Tasks to carry out |
1. In the article on mouse dreams, into what part of the mouse brain did the Paris researchers place electrodes?
2. Please continue the article on mouse dreams from its final sentence.

======== Selected passage

Scientists have been poking around in mice brains a lot recently. They’ve found that they have dreams, and that those dreams can be manipulated.
Research (paywall) by scientists at the Industrial Physics and Chemistry Higher Educational Institution in Paris has shown that scientists can influence mouse dreams, in a way reminiscent of the 2010 science fiction movie Inception. Researchers placed electrodes into a part of the mouse brain called the hippocampus, which contains cells that send electrical signals in specific places (hence their name, place cells). After monitoring mice in a specific arena, scientists were able to locate specific cells that fired in specific locations.
As the mice were sleeping, the electrodes illustrated that place cells in mice were still firing, as they dreamed about particular places. As these place cells sent out signals, the researchers used the electrodes to send a reward signal to a different part of the mice brains. Essentially, they created a positive association with that a particular place, while the mice slept. Later, when the mice woke, they went directly toward the place that had been associated with the reward signal in their dreams.
“It proves that it’s not an automatic behavior. What we create is an association between a particular place and a reward that can be consciously accessed by the mouse,” Karim Benchenane, one of the authors of the study, told the New Scientist.
Similar studies have been done to show that rats may also plan future trips while they sleep. Researchers from University College London put electrodes in four different rats’ brains, monitoring their place cells, as they navigated a T-shaped space. In one of the arms of the T, researchers placed food that the rats could see, but couldn’t access.

================
======== Supplied information

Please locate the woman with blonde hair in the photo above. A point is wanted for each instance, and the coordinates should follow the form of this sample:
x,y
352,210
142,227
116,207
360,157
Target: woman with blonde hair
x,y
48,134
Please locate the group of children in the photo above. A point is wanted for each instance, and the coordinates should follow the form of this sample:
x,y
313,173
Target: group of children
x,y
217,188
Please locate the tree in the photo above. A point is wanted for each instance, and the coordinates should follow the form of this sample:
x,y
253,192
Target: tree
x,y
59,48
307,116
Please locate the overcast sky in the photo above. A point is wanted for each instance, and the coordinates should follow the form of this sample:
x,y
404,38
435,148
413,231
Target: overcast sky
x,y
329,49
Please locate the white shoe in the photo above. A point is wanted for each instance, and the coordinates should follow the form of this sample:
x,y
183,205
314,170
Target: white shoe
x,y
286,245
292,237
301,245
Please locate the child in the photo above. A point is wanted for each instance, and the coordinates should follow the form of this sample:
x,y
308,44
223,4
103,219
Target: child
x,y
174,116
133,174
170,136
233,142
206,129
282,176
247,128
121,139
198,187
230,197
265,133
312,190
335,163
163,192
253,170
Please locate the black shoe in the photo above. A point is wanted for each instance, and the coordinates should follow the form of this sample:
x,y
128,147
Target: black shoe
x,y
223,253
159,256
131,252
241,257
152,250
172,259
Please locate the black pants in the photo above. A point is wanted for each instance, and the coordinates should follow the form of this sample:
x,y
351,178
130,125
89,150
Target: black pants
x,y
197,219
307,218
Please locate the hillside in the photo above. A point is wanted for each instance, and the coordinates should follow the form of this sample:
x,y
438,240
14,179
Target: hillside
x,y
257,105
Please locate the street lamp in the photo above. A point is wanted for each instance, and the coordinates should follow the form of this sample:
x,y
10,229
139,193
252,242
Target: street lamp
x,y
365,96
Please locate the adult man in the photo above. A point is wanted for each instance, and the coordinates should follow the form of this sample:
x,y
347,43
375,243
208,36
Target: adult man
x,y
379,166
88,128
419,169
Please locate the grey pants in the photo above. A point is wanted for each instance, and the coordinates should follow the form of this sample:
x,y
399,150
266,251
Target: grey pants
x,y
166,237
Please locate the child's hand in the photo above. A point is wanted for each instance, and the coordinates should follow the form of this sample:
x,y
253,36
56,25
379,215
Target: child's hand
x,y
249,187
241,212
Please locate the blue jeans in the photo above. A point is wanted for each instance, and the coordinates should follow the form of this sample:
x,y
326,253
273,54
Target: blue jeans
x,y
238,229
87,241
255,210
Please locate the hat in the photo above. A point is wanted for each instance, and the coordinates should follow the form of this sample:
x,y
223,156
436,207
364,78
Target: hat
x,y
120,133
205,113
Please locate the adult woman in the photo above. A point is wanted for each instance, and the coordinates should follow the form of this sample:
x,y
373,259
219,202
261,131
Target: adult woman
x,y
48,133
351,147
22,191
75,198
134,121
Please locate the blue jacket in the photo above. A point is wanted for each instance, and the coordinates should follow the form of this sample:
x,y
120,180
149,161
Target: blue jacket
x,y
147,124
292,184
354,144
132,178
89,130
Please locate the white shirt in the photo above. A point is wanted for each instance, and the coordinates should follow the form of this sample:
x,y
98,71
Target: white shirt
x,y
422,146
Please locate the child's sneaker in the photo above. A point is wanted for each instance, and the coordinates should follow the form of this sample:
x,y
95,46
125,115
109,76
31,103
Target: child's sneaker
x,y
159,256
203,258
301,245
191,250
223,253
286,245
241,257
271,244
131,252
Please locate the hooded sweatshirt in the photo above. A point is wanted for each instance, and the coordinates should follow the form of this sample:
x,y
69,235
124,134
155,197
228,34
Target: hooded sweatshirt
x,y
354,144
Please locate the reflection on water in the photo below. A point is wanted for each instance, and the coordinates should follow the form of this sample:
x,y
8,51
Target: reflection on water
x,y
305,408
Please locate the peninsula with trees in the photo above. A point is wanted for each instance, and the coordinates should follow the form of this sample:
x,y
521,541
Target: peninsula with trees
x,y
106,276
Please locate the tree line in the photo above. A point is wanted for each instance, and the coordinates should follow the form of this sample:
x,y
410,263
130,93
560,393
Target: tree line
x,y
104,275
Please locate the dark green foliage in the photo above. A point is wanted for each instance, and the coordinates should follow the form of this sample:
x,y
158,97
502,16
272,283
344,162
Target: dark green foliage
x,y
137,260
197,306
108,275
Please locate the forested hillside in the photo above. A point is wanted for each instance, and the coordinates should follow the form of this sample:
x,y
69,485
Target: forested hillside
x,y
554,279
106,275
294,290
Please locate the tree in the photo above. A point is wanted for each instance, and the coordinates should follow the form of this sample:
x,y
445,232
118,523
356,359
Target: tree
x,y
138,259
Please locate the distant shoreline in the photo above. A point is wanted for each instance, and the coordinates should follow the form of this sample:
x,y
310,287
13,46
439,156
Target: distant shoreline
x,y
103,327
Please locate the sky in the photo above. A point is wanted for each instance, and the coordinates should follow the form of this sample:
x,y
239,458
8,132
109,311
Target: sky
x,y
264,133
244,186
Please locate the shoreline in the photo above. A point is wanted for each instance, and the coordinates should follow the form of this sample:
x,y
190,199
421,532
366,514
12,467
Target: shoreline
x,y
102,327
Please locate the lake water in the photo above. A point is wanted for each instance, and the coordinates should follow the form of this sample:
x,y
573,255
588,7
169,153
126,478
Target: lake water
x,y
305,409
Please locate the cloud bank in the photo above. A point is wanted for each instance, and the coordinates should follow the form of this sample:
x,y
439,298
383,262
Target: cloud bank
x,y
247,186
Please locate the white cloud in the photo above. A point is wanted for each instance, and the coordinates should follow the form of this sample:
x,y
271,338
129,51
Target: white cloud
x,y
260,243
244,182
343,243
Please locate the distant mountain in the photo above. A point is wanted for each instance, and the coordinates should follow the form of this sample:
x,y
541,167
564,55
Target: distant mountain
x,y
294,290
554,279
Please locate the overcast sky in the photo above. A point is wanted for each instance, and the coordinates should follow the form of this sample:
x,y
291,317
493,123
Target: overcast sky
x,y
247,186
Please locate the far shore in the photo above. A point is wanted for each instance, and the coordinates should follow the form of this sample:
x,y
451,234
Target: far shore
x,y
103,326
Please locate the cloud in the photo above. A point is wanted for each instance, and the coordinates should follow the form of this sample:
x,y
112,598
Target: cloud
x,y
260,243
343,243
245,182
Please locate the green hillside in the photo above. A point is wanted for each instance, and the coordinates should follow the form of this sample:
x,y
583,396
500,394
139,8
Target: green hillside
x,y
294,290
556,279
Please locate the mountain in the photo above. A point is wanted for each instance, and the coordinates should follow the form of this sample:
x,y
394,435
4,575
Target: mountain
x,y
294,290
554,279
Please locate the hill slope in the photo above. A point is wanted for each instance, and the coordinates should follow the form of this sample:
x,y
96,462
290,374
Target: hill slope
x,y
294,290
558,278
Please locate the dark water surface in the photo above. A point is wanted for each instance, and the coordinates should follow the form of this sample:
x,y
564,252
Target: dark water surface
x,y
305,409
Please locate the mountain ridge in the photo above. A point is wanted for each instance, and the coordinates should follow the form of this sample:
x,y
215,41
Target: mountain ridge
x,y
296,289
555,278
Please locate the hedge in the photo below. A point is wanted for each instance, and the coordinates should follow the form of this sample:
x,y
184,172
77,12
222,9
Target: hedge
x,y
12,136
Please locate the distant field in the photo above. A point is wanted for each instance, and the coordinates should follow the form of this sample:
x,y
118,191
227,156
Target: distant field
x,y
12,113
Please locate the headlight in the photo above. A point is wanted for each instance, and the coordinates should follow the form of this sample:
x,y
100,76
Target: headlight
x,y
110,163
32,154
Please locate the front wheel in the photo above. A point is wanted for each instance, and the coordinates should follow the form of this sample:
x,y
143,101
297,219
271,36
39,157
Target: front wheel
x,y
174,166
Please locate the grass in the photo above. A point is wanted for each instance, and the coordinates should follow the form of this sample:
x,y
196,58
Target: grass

================

Results for the exercise |
1. The hippocampus.

2.
Then, with the electrodes still in their brains, the rats took a nap. Researchers continued to monitor their place cell activity, and saw new patterns in the ways the cells send out signals. When the rats woke up, researchers placed them back in the T-shaped apparatus and removed both the food and the barrier to the food. The rats explored the new area, and scientists saw the same patterns of firing cells that they did when the rats were asleep, as if they had planned the trip while resting.
There are a few important caveats to this rodent dream research: First, in the second study, it’s difficult to say whether these animals were actually sleeping; they could have been just resting and thinking about where they wanted to go next. And it’s hard to say whether rodents’ brains mimic our own when we sleep. To monitor place cell activity in humans, electrodes need to be placed directly on the brain, which researchers can’t do in people because it’s too invasive.
Scientists from the University of California-Davis have shown that people have place cells, though, by looking at the neurological activity of epilepsy patients undergoing seizure monitoring. So perhaps “inception” isn’t so far off.